◆ TASK BRIEF:
The records below must be returned in full and unaltered.

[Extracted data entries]

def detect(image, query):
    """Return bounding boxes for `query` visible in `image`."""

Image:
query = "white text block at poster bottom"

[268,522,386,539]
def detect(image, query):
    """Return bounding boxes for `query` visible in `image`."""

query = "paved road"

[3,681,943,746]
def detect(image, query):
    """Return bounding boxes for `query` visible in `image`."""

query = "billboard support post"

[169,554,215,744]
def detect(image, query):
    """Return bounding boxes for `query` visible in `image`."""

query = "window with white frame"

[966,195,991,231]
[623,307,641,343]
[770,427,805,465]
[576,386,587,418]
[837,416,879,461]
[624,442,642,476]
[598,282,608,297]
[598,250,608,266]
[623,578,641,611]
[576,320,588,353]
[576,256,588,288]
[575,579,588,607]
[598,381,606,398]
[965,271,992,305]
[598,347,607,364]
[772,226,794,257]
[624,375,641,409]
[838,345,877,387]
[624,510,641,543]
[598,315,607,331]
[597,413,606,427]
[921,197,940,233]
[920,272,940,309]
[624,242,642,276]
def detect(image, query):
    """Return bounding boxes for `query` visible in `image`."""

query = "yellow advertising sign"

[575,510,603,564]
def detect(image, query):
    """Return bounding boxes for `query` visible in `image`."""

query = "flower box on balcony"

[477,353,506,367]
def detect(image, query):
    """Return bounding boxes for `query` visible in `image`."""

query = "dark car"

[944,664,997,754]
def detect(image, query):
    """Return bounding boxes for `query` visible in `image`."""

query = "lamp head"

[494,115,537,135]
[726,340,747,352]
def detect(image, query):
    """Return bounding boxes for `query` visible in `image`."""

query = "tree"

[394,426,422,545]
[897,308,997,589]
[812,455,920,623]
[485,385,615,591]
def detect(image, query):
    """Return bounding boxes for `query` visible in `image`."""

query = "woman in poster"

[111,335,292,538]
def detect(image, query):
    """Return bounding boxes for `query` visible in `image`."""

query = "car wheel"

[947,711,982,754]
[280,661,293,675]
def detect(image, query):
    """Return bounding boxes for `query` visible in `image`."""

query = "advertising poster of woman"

◆ ANSWER TO THIS PROBLEM:
def detect(image, query):
    """Return bounding boxes for `query` visible in `image`."""

Image:
query = "white text block at poster bottom"

[268,522,386,539]
def detect(image, query):
    """Return bounding boxes for `query` visible in `image`."""

query = "paved road"

[3,681,943,746]
def detect(image, query):
    """Return bounding boxes for `query` visible in `image`."""

query = "billboard support post"

[169,554,215,744]
def detect(image, query):
    """Return bounding boxes for `query` visible in `image`."""

query = "window with white frame"

[966,195,991,231]
[623,307,641,343]
[770,427,805,465]
[576,386,587,418]
[837,416,879,461]
[624,442,642,476]
[598,282,608,297]
[598,250,608,266]
[623,578,641,611]
[576,320,588,353]
[576,256,588,288]
[575,579,588,607]
[598,381,606,398]
[965,271,992,305]
[598,347,607,364]
[772,226,794,257]
[624,375,641,409]
[838,345,877,387]
[624,510,641,543]
[598,315,607,331]
[597,413,606,427]
[921,197,940,233]
[920,272,940,309]
[624,242,642,276]
def detect(image, query):
    """Return bounding boxes for `query` visible in `image`."""

query = "yellow advertising sign"

[575,510,603,564]
def detect(image, query):
    """Return bounding boxes for `query` visible in `image`."""

query = "flower box on balcony"

[477,353,506,367]
def detect(image, query):
    """Return bounding boxes for `query` visible in `image`."""

query = "dark car"

[944,664,997,754]
def detect(image, query):
    """Return bounding boxes for `query` visible in `image`."""

query = "lamp head"

[494,115,537,135]
[726,340,747,352]
def detect(image, query):
    """Return bounding boxes for `query` visible in `image`."""

query = "tree"

[394,426,422,545]
[897,308,997,589]
[812,455,920,623]
[485,385,615,591]
def detect(image, query):
    """Return bounding boxes for `query` visible in `image`."""

query = "woman in poster"

[111,335,292,538]
def detect(image, query):
    """Return bounding boxes for `query` visible in `image`."""

query = "car wheel"

[947,711,982,754]
[280,661,293,675]
def detect(image, query):
    """Return bounding boxes for `query` visible in `image`."""

query = "advertising poster of woman"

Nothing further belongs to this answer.